GIVEN PROBLEM:
Pull out, word for word, every line from the one containing "point: blue valspar" through the end of the items below, leaving the pictures out of your answer.

MATERIAL FOR THE TASK:
★ ★ ★ ★
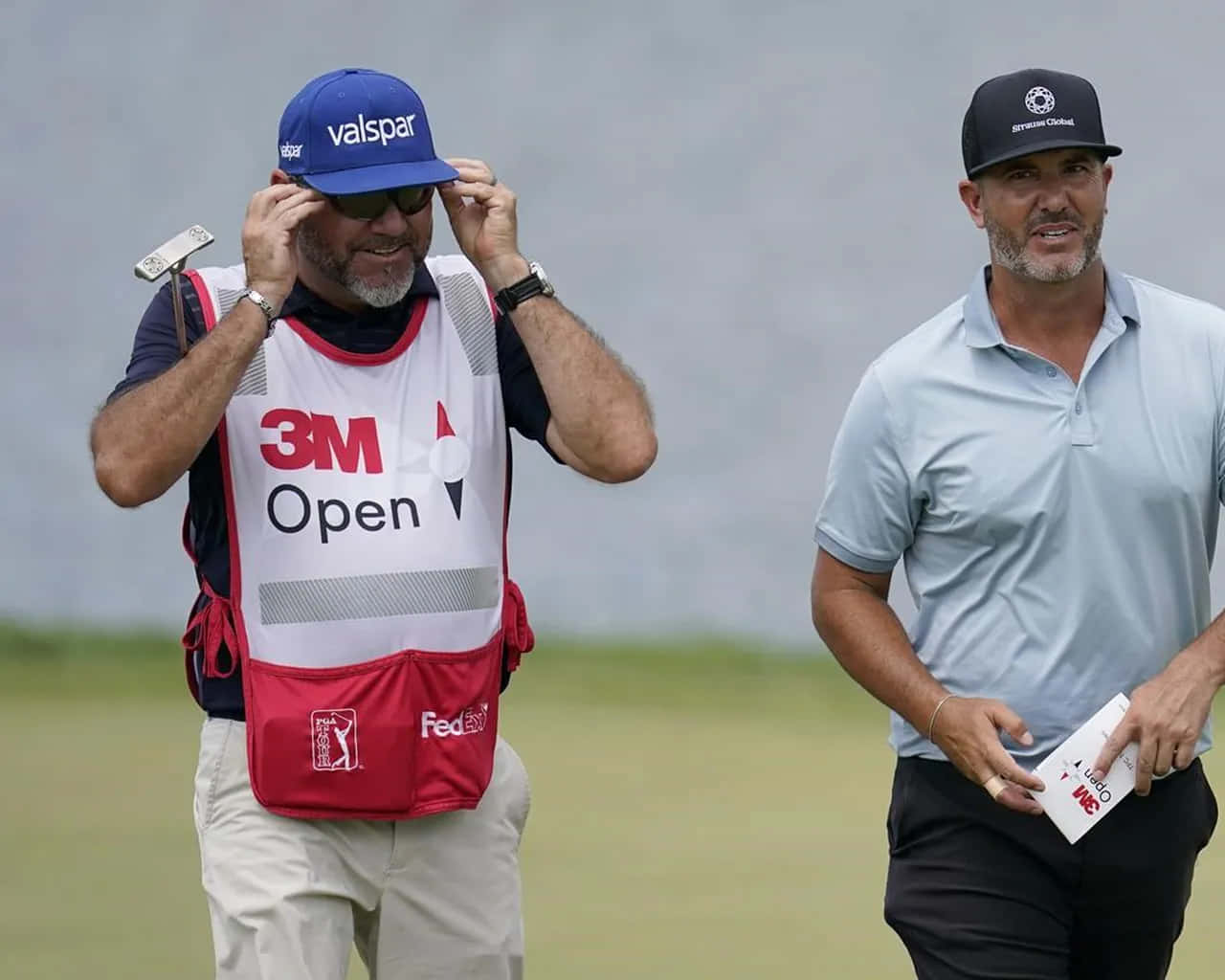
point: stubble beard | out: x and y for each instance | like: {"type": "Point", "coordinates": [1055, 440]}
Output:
{"type": "Point", "coordinates": [383, 291]}
{"type": "Point", "coordinates": [1010, 252]}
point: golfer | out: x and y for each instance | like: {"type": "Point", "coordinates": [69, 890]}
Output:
{"type": "Point", "coordinates": [1048, 458]}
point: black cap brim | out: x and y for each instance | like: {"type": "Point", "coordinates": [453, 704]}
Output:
{"type": "Point", "coordinates": [1106, 149]}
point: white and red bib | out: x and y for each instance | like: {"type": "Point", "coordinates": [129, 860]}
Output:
{"type": "Point", "coordinates": [368, 599]}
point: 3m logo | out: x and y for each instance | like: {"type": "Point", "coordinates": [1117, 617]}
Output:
{"type": "Point", "coordinates": [1083, 795]}
{"type": "Point", "coordinates": [472, 722]}
{"type": "Point", "coordinates": [309, 438]}
{"type": "Point", "coordinates": [333, 734]}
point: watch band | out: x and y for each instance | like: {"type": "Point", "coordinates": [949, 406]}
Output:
{"type": "Point", "coordinates": [536, 283]}
{"type": "Point", "coordinates": [258, 301]}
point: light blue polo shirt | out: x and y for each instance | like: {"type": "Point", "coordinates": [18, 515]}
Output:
{"type": "Point", "coordinates": [1057, 537]}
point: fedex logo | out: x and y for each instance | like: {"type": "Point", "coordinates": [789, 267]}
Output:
{"type": "Point", "coordinates": [310, 438]}
{"type": "Point", "coordinates": [471, 722]}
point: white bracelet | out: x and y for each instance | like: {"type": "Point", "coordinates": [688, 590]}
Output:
{"type": "Point", "coordinates": [931, 724]}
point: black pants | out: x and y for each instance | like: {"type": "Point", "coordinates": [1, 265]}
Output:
{"type": "Point", "coordinates": [978, 892]}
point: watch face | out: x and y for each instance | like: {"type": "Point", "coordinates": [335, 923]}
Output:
{"type": "Point", "coordinates": [538, 270]}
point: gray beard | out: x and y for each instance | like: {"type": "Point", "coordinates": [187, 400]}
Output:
{"type": "Point", "coordinates": [1011, 254]}
{"type": "Point", "coordinates": [386, 292]}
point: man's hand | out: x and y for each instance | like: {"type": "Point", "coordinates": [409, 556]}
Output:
{"type": "Point", "coordinates": [485, 227]}
{"type": "Point", "coordinates": [1165, 717]}
{"type": "Point", "coordinates": [968, 731]}
{"type": "Point", "coordinates": [270, 236]}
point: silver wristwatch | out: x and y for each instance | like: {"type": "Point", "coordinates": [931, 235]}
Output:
{"type": "Point", "coordinates": [258, 301]}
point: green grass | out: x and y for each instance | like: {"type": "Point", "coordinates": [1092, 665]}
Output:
{"type": "Point", "coordinates": [699, 812]}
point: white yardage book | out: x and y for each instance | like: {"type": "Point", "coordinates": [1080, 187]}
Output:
{"type": "Point", "coordinates": [1073, 799]}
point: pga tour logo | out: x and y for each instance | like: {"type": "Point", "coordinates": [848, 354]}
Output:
{"type": "Point", "coordinates": [333, 735]}
{"type": "Point", "coordinates": [471, 722]}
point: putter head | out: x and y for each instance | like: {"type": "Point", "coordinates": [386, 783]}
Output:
{"type": "Point", "coordinates": [174, 253]}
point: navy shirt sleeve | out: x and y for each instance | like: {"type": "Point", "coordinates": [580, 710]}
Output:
{"type": "Point", "coordinates": [156, 346]}
{"type": "Point", "coordinates": [527, 410]}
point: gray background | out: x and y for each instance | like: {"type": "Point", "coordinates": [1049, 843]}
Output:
{"type": "Point", "coordinates": [748, 201]}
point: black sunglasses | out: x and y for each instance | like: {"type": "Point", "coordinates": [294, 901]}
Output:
{"type": "Point", "coordinates": [368, 206]}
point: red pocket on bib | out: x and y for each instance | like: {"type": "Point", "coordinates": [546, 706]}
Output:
{"type": "Point", "coordinates": [332, 743]}
{"type": "Point", "coordinates": [456, 733]}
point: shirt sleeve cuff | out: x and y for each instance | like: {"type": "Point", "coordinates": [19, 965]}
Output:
{"type": "Point", "coordinates": [875, 567]}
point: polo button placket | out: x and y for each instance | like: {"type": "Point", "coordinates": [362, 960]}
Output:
{"type": "Point", "coordinates": [1080, 420]}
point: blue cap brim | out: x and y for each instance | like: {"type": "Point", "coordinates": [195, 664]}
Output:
{"type": "Point", "coordinates": [383, 176]}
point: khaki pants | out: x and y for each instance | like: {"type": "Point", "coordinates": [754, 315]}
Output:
{"type": "Point", "coordinates": [425, 900]}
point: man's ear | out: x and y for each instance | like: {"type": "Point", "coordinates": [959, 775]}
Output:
{"type": "Point", "coordinates": [971, 196]}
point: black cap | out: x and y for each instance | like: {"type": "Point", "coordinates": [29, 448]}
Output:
{"type": "Point", "coordinates": [1027, 112]}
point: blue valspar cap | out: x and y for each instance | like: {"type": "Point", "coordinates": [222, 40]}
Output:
{"type": "Point", "coordinates": [357, 130]}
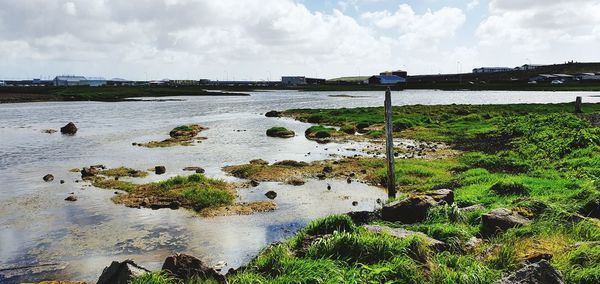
★ ★ ★ ★
ANSWER TO THIS PROBLEM:
point: blue valspar cap | out: x and y for each instance | like: {"type": "Point", "coordinates": [222, 40]}
Output:
{"type": "Point", "coordinates": [357, 130]}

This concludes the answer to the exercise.